KUTIPAN BERITA.

○ ○ ○ ○ ○

Pati – Cakranusantara.net | Kasus dugaan intimidasi dan pelanggaran Hak Asasi Manusia (HAM) yang terjadi di Desa Karangwotan, Kecamatan Pucakwangi, Kabupaten Pati terus menuai dukungan dari seluruh lapisan masyarakat, setelah salah satu awak media yang juga aktivis sosial yang tinggal di desa setempat.
Kasus yang menimpa Wage (70) dan mengalami depresi, serta kepikunannya kini menuai polemik. Pasalnya, sejumlah warga yang tinggal di lingkungannya, menolak keberadaannya karena dianggap telah mengganggu dan meresahkan lingkungan sekitar.
Sehingga masyarakat yang tingal di sekitar rumahnya (mbah wage) sepakat memindahkannya di tengah sawah yang saat ini tidak ada aliran listrik, air, serta jamban sebagai pokok kehidupan sehari-hari. Ditambah rumahnya yang tak layak huni (RTLH).
Melihat kondisi itu, yang seakan ia dikucilkan oleh lingkungannya, karna diduga telah mengalami gangguan depresi. Sehingga, membuat salah satu awak media dan penggiat sosial (warga desa setempat) terketuk hatinya untuk membantu mbah wage untuk mendapatkan haknya sebagai warga negara.
“Tidak sepantasnya mbah wage di diskriminasi oleh lingkungannya, apalagi oleh pemerintah desa setempat. Ironisnya, niat membantu berbalik 160 drajat, sejumlah pejabat desa pada 10 mei 2023 melaporkan ke polisi,” ungkap pria yang akrab disapa Bagus dengan nama lengkap Bambang Eko Supriantono.

○ ○ ○ ○ ○

INFORMASI YANG DITAMPILKAN.
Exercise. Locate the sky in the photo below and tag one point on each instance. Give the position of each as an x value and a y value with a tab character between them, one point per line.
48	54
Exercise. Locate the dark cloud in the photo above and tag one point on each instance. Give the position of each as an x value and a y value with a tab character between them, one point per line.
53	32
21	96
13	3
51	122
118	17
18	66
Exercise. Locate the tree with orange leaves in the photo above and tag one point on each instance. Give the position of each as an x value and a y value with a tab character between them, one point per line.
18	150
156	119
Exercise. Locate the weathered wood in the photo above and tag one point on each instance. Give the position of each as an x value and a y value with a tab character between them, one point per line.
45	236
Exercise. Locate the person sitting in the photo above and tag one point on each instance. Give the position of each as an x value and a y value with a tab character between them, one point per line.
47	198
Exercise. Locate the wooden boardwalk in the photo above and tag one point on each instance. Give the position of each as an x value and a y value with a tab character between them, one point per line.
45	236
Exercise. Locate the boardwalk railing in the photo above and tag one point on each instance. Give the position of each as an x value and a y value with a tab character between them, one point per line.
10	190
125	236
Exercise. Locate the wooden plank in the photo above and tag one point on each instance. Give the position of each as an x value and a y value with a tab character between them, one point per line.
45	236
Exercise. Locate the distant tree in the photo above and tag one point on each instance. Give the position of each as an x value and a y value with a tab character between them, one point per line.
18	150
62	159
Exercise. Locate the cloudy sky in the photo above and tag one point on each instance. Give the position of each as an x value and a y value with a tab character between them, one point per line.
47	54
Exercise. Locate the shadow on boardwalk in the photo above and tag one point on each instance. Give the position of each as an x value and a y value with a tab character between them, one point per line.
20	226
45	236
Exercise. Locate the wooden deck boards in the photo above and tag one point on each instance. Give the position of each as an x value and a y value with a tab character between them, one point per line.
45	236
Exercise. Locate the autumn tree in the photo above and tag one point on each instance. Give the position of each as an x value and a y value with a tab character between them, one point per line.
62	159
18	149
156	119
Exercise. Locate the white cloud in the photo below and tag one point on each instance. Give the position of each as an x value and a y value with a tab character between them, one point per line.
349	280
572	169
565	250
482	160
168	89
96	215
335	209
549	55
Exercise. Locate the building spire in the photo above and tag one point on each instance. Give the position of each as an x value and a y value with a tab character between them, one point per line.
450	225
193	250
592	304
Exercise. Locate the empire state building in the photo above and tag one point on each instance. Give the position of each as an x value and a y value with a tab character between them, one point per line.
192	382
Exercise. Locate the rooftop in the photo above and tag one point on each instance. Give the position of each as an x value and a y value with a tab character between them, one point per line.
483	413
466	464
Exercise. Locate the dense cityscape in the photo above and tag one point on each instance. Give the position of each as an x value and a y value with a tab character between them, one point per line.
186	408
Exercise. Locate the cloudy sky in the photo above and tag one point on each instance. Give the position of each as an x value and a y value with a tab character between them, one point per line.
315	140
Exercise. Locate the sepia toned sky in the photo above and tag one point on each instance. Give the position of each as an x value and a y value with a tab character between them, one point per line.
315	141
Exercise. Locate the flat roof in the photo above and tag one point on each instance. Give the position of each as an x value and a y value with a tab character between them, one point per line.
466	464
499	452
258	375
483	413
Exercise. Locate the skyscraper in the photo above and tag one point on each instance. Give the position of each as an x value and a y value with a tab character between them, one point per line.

○ ○ ○ ○ ○

TUGAS YANG DIKERJAKAN.
a – Menurut kutipan berita, apa saja yang tidak ada di tengah sawah tempat mbah Wage dipindahkan? Sebutkan semuanya.
b – Tuliskan lanjutan kutipan berita tentang kasus mbah Wage di Desa Karangwotan, mulai setelah kalimat terakhirnya.

JAWABAN TERTULIS.
a – Aliran listrik, air, dan jamban.

b –
Ia mengaku, telah dilaporkan oleh oknum Kepala Desa (Kades) dan Ketua Rt setempat, terkait video yang telah di unggah pada salah satu akun media sosial (Tiktok) dan viral, serta mendapat tanggapan positif dari netizen setelah melihatnya.
“Jujur saya prihatin melihat mbah wage, yang saat ini mengalami depresi dan kepikunan itu, namun bisa-bisanya diperlakukan seperti itu. Apalagi setelah saya melihat tempat tinggalnya yang di pindahkan ketengah sawah, dengan kondisi yang tidak layak huni,” sambungnya.
Ditambah fasilitas yang belum memadai, biar bagaimanapun ia adalah manusia yang sepatutnya kita perlakukan sebagai mana mestinya, tak seharusnya mbah wage diusir dan dikucilkan di tengah sawah, apalagi tempat tinggalnya itu tanah warisan dari orang tuanya sendiri.
“Awalnya, sejumlah warga tidak menyukai kondisinya, ia mengaku prihatin sejak mbah wage dibawa kerumah sakit selama 12 hari. Dan setibanya dirumah, mendapati rumahnya telah di pindah tanpa sepengetahuannya, hanya karna mereka takut dengan prilakunya,” jelasnya.
Jono, adik ipar mbah Wage juga mengungkapkan, dari awal ia tidak setuju jika Wage di pindah, itukan tanahnya sendiri. Kenapa harus di pindah wong dia mengalami gangguan mental, dia memang tidak meminta, tapi seharusnya di obatkan kerumah sakit dulu, sambil menunggu keputusan medis bagaimana, kalau ternyata sakit dan harus di rawat saya juga tidak keberatan.
“Lha ini, ia belum pulang dari rumah sakit, saya di datangi RT terus menerus, dan istri juga di datangi di rumah dengan nada kasar. Sehingga Jono kawatir dan berinisiatif datang ketempat Kepala Desa, sesampai disana di kasih dua pilihan, pindah atau dirumah singgah selamanya sampai mati,” terang Bagus menirukan perkataan Jono.
Kalau kangen silahkan tengok saja kesana, karna ia ketakutan dan terpaksa saya harus menyetujui perintah RT, untuk memindahkan kakaknya dengan berat hati. Kemudian RT dan sejumlah warga mulai membongkar rumahnya tanpa adanya penggawalan petugas dan perwakilan dari Desa.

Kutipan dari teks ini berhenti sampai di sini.